Photo object pointing records
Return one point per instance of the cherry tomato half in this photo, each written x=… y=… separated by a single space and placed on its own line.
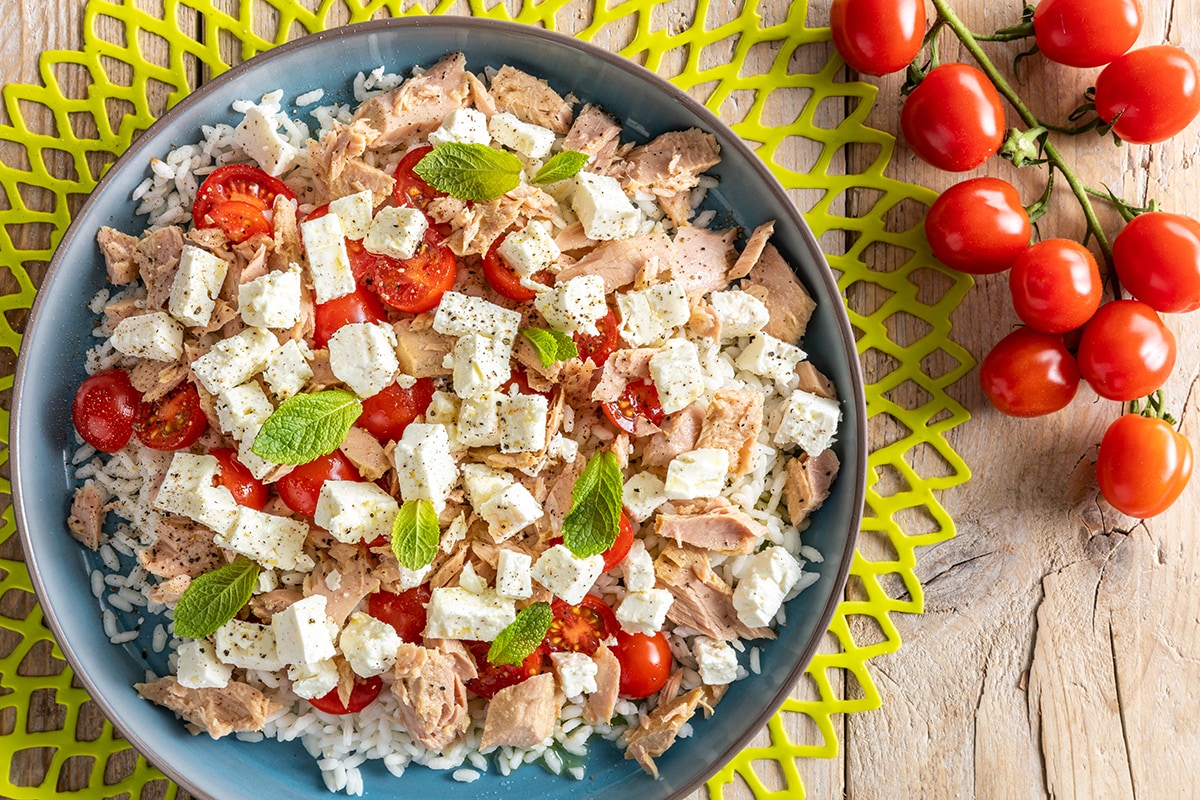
x=1149 y=95
x=645 y=663
x=953 y=119
x=877 y=36
x=1086 y=32
x=103 y=409
x=245 y=488
x=300 y=488
x=1055 y=286
x=1029 y=373
x=172 y=422
x=1144 y=465
x=1157 y=257
x=1126 y=352
x=978 y=226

Task requirements →
Rewrite the records above with "cherry tomato half" changed to "tomato slice" and all other text kept the same. Leave the pictures out of your answer.

Solution to this task →
Return one point per instance of the tomato slice in this photo, each written x=… y=… separated by a single space and placed on its own line.
x=1149 y=95
x=645 y=663
x=953 y=119
x=877 y=36
x=1086 y=32
x=103 y=409
x=245 y=488
x=300 y=488
x=1055 y=286
x=1029 y=373
x=172 y=422
x=1144 y=465
x=1157 y=257
x=1126 y=352
x=978 y=226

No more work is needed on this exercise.